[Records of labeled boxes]
#####

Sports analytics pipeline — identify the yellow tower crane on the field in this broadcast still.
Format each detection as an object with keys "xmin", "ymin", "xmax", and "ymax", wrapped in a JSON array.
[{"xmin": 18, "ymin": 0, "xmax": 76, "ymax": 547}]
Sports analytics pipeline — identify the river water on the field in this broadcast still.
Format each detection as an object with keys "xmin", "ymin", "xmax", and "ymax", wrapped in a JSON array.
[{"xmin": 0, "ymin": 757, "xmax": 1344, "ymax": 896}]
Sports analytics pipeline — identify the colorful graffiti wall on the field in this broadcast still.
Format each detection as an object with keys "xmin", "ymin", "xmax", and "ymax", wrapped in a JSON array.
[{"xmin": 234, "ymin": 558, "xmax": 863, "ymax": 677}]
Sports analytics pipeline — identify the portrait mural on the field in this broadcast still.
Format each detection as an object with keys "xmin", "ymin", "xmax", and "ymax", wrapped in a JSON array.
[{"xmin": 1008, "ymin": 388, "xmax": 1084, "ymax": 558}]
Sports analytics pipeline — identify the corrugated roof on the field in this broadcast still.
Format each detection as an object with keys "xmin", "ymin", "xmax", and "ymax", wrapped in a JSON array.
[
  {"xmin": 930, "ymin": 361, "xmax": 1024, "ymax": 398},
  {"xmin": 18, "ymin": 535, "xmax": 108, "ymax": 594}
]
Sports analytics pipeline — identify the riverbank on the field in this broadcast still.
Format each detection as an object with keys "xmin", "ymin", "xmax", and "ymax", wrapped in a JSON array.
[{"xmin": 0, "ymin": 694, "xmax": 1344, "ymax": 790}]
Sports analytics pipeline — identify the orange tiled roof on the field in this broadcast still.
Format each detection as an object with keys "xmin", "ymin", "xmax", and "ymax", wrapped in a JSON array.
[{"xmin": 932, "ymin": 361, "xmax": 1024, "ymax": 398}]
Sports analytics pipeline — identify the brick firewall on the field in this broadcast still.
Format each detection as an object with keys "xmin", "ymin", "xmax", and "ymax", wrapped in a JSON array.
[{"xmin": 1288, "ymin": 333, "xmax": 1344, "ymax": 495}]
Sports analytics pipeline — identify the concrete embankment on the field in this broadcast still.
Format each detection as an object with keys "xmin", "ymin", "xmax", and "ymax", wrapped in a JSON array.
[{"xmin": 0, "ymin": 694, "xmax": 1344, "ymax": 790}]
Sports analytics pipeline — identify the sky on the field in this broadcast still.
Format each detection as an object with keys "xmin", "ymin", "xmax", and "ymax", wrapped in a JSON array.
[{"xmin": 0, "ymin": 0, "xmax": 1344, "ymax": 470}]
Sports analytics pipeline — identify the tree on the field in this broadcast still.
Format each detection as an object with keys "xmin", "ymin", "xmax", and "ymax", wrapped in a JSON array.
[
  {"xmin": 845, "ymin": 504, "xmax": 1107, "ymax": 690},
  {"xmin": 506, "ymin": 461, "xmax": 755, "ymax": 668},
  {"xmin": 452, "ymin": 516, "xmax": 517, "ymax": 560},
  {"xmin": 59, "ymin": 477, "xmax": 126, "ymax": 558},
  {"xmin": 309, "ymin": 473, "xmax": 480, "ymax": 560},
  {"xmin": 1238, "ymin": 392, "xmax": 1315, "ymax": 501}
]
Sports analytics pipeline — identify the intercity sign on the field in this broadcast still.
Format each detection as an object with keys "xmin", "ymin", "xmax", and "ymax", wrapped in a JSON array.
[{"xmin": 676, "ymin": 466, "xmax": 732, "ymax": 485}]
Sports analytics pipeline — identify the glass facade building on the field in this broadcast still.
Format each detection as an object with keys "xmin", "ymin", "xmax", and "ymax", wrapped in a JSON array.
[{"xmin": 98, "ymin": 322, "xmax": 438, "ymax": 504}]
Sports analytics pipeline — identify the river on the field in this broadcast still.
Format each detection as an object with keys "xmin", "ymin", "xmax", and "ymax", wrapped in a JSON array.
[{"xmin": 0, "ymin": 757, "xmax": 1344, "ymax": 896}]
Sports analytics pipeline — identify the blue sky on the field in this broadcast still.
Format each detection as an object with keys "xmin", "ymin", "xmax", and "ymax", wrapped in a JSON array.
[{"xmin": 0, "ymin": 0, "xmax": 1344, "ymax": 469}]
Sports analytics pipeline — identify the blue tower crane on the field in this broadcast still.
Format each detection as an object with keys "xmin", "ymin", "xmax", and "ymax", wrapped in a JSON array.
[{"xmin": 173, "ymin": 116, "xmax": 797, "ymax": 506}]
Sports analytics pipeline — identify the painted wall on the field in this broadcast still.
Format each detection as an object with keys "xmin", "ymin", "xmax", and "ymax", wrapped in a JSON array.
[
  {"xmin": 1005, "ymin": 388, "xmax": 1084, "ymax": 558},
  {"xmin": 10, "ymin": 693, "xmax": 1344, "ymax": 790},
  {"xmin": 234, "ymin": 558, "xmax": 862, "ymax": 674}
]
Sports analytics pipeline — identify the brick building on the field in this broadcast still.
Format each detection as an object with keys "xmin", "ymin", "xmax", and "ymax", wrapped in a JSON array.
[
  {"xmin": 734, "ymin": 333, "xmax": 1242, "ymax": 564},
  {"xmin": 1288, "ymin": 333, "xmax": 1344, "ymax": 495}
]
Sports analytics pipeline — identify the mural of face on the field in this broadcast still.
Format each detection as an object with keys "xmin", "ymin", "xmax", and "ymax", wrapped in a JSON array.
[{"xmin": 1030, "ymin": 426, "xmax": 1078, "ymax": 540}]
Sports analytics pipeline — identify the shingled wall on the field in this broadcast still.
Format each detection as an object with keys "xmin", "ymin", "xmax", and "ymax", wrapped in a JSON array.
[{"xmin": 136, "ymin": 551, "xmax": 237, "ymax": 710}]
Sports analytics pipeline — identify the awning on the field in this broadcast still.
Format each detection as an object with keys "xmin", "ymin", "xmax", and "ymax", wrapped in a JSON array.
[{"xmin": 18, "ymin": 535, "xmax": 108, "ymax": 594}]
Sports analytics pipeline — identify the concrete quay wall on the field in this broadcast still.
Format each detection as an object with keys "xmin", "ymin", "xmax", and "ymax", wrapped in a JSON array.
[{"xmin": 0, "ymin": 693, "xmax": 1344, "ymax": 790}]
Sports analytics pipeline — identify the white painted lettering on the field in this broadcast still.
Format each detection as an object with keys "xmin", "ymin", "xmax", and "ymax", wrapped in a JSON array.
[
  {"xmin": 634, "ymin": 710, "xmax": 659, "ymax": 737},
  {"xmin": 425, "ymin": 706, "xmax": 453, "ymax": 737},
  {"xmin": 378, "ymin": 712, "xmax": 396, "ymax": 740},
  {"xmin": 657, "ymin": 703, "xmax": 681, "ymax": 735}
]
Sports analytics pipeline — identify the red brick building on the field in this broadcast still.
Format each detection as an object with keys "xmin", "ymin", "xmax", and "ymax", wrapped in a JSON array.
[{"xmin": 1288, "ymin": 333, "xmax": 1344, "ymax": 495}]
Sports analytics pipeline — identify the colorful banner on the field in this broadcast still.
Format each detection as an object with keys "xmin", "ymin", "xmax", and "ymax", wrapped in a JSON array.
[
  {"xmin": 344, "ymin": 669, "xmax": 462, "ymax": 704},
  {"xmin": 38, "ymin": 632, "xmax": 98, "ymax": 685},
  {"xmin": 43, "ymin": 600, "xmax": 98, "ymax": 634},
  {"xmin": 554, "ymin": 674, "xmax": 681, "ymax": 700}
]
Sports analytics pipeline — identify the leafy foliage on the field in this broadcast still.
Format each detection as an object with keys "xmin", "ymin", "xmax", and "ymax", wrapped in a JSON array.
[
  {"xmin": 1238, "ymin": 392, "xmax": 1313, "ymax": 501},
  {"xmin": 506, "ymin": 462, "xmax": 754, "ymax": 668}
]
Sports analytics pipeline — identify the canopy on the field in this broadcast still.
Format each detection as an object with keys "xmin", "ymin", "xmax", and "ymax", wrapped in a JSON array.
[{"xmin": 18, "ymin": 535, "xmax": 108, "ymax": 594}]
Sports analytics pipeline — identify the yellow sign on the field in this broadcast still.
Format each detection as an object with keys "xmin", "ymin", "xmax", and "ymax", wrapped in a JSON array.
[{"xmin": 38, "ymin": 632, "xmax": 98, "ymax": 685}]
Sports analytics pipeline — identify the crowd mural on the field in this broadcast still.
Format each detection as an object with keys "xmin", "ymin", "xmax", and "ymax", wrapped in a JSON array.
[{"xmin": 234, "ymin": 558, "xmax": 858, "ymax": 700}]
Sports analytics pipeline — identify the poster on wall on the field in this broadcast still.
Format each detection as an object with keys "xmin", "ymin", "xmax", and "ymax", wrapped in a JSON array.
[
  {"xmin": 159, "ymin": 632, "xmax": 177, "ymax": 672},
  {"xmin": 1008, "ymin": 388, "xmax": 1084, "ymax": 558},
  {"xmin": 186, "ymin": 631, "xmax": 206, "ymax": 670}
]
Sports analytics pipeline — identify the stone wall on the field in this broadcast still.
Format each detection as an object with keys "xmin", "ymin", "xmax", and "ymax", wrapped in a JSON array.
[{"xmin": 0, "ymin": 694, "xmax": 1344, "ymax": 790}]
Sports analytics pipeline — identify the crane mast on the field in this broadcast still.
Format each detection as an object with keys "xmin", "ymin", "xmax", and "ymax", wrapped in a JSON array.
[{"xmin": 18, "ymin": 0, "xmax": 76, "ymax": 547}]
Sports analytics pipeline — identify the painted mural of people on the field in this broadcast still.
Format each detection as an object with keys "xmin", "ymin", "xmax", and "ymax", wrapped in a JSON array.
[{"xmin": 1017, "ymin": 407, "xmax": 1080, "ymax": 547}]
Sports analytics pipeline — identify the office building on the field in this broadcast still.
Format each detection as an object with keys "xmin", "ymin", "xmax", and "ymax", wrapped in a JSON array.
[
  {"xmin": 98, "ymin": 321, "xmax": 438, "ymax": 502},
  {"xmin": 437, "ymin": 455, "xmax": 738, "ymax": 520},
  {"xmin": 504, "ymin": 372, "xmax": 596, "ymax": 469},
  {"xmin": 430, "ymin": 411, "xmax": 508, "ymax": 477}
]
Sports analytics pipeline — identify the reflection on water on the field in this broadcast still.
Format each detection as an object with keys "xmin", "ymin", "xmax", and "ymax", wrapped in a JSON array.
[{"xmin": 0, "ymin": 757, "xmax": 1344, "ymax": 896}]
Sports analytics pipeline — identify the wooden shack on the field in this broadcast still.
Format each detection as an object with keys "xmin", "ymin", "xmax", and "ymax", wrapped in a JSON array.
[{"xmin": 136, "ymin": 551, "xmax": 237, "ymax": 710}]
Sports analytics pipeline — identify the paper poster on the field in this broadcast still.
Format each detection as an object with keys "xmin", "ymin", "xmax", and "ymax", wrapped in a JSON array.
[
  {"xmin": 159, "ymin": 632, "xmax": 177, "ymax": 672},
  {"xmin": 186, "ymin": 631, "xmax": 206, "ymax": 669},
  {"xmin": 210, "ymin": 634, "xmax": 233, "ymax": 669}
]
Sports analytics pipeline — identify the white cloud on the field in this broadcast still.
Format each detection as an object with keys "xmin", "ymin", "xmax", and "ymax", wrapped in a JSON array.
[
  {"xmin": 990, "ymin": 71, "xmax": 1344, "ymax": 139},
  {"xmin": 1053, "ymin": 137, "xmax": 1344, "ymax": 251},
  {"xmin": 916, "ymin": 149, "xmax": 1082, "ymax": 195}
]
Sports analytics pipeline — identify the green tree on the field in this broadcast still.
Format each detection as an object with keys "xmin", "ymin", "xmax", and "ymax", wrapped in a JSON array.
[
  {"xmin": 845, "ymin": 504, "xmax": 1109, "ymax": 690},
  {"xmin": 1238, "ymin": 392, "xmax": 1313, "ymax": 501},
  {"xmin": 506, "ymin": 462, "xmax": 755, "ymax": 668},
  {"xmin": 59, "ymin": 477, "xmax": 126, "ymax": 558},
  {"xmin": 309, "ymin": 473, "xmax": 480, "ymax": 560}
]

#####

# DIRECTIVE
Put the rows in the stretch from the line that contains "Sports analytics pipeline — identify the green" through the end of the records into a numbered list, leaving out any blank lines.

# ANSWER TO THIS EXERCISE
1. Sports analytics pipeline — identify the green tree on the field in this broadcast still.
2. Format each detection as an object with keys "xmin", "ymin", "xmax", and "ymax", wrapped in a JSON array.
3. [
4.   {"xmin": 845, "ymin": 504, "xmax": 1109, "ymax": 690},
5.   {"xmin": 1238, "ymin": 392, "xmax": 1313, "ymax": 501},
6.   {"xmin": 506, "ymin": 462, "xmax": 755, "ymax": 668},
7.   {"xmin": 59, "ymin": 477, "xmax": 126, "ymax": 558},
8.   {"xmin": 309, "ymin": 473, "xmax": 480, "ymax": 560}
9. ]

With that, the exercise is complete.